▶ Action item A:
In the forum post, what did the eye doctors and neurologists give the poster?
▶ Action item B:
Please pick up the forum post after its last sentence and continue it.

▶ Text:
# Do I Have DP/DR ? Anxiety ? HPPD ? Please Help



## royakash92 (Jul 2, 2014)

hello there, DP Self Help members !

i have been smoking marijuana, for about 2 months now, occasionally, and never had any problem before, but after the last time i smoked weed, which was about 4 weeks ago, i have been experiencing some strange symptoms, which has really started to scare the hell out of me, and giving me terrible anxiety.

the symptoms include :

1) increased sensitivity to light, it feels like the world around me is brighter than usual, and colours are more saturated. (especially red), every kind of artificial light is bright to me, my eyes hurt when i look at lights and sometimes i get headaches also.

2) i see after images of objects when i look at them, (mostly lights) and computer screens. lights seem to have a glow to them.

3) when i close my eyes, i see grainy & noisy vision. i also see it when i'm somewhere dark.

4) at night, i have starbursts from car headlights and street lights, (mostly lights which are bulbs). this is really bothering me much.

5) if i stare at wavy patterns for a long time (10-15 seconds) they seem to move.

6) it feels like i am able to see things very deeply and clearly, which i was not able to see before. patterns seem to be more visible and pronounced in things i look at.

7)i have a changed perception, where objects seem to be either larger or smaller and they were before. kind of like in 3D.

8)i feel incredibly lazy and always want to sleep. and i find it difficult to remember things from a few days back.

9)i have become kind of a loner, and i dont want to socialize much with people, and the world somewhat feels different to me.

these are the symptoms i can currently remember,

ive been to eye doctors, and neurologists, and they say that nothing is wrong with me, although they gave me a couple of eye drops, and clonazepam. they say that because i smoked weed, it has changed the way my brain works, and its going to take time to feel normal again.

▶ Given data:
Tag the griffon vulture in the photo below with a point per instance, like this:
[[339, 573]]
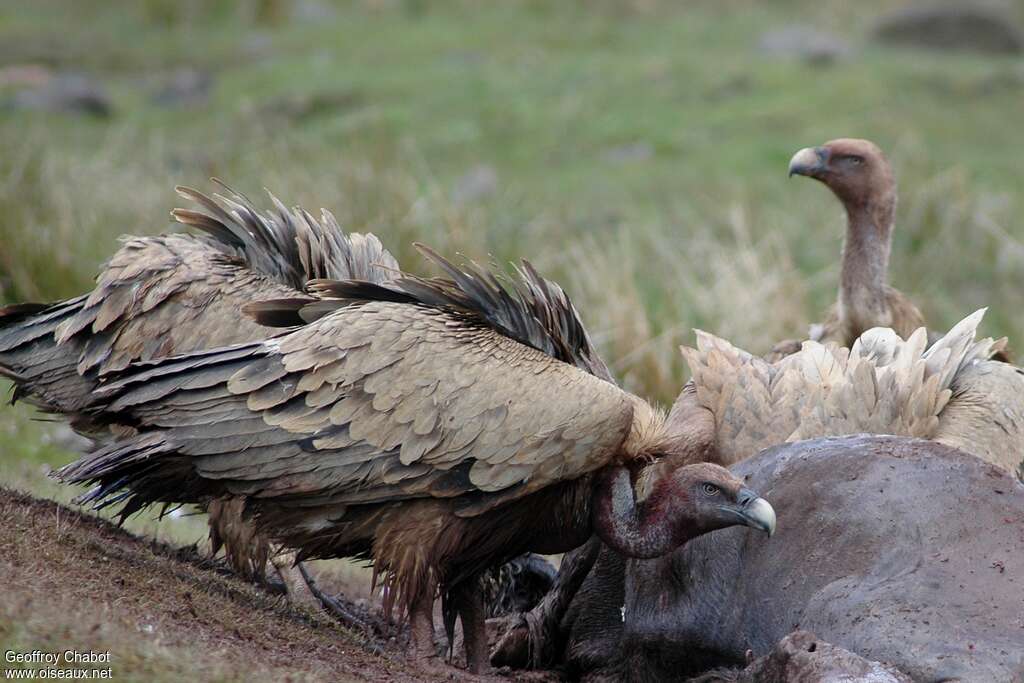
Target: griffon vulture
[[859, 175], [738, 404], [436, 427], [171, 294]]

▶ Answer area A:
A couple of eye drops and clonazepam.

▶ Answer area B:
so i want to know, if im suffering from HPPD, Depersonalization/Derealization or just anxiety ?

i would like to state that i have never done LSD, shrooms , cocaine , MDMA, Tobacco etc. (only alcohol and marijuana).

any kind of help is greatly appriciated,

kind regards


----------



## katiej (Jan 21, 2012)

hey,. sounds like anxiety ye, maybe dp. nothing like any of my symptoms tho. athough everyone is different. I did have something similiar at the beginning. kind of sounds like brain fog. A little dp ye


----------



## missjess (Jun 1, 2012)

Deff hppd and u probly have dp also


----------



## beefyflamingo (Nov 6, 2013)

Yeah sounds like some sort of visual snow or something. The shrinking objects suggests hppd but the sounds like visual snow/ visual stress or something. Its nothing to worry about it will just go away in time if you dont smoke up. I experience all these symptoms (apart from the objects size changing) its nothing to worry about!!


----------



## gasspanicc (Mar 21, 2012)

just stop smoking it, trust me. its fun being high but the cognitive effects and pyscholgical distortions resulting from it are not wroth it.


----------



## Cotillion (Oct 23, 2012)

royakash92 said:


> *ive been to eye doctors, and neurologists, and they say that nothing is wrong with me*, although they gave me a couple of eye drops, and clonazepam.* they say that because i smoked weed, it has changed the way my brain works*, and its going to take time to feel normal again.


You've been very, very lucky with the doctors. They said it perfectly: your brain is just working a little differently. Think of it like an operating system that is running on safe mode instead of on regular mode. That's all there is to it.

There is a really good post about visual distortions in one of the blogs here that explains it: http://www.dpselfhelp.com/forum/index.php?/blog/222/entry-561-vision-problems-how-anxiety-can-affect-your-eyes/

Some word of advice: the sooner you stop questioning what exactly it is (whether it's HPPD or simply anxiety or just dr or whatever) the better, those questions simply fuel the condition. Just read through the blog post and some recovery stories in the recovery section and you should be good to go. 

Just remember, there's absolutely nothing wrong with you, you're not ill or anything.


----------



## royakash92 (Jul 2, 2014)

beefyflamingo said:


> Yeah sounds like some sort of visual snow or something. The shrinking objects suggests hppd but the sounds like visual snow/ visual stress or something. Its nothing to worry about it will just go away in time if you dont smoke up. I experience all these symptoms (apart from the objects size changing) its nothing to worry about!!


its not like things are actually changing size and all that, its that my vision is like same when u get high on weed ! everything seems to pop out, idk, if thats the right way to describe it, but thats what im feeling.


----------



## royakash92 (Jul 2, 2014)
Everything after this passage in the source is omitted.